Copy the lines of the records below word for word, leaving out the pictures.

*** Opening RECORDS TO PROCESS ***

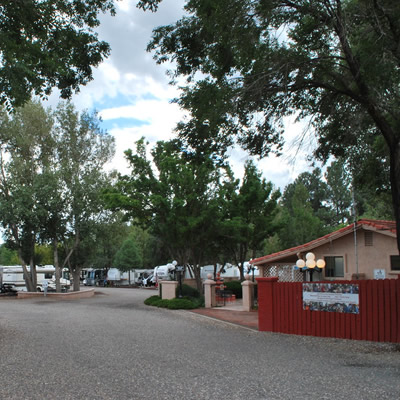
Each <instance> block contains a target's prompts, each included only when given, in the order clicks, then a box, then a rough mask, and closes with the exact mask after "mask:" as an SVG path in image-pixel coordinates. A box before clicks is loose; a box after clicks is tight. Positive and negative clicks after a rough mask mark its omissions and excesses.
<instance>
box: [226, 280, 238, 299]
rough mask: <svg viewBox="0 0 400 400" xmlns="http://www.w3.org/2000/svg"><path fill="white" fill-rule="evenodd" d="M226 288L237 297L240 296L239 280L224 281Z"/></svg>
mask: <svg viewBox="0 0 400 400" xmlns="http://www.w3.org/2000/svg"><path fill="white" fill-rule="evenodd" d="M224 286H225V288H226V290H230V291H231V292H232V293H233V294H234V295H235V296H236V298H237V299H241V298H242V282H240V281H229V282H224Z"/></svg>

*** Closing RECORDS TO PROCESS ***

## WRITTEN RESPONSE:
Each <instance> block contains a target's prompts, each included only when given, in the order clicks, then a box, then a rough mask, and closes with the exact mask after "mask:" as an SVG path in image-pixel coordinates. A box before clicks is loose; a box after clicks is tight. Positive and negative clicks after a rough mask mark its omissions and excesses.
<instance>
box: [226, 280, 238, 299]
rough mask: <svg viewBox="0 0 400 400" xmlns="http://www.w3.org/2000/svg"><path fill="white" fill-rule="evenodd" d="M226 288L237 297L240 296L239 280L224 281Z"/></svg>
mask: <svg viewBox="0 0 400 400" xmlns="http://www.w3.org/2000/svg"><path fill="white" fill-rule="evenodd" d="M224 286H225V288H226V290H230V291H231V292H232V293H233V294H234V295H235V296H236V298H237V299H241V298H242V282H240V281H229V282H224Z"/></svg>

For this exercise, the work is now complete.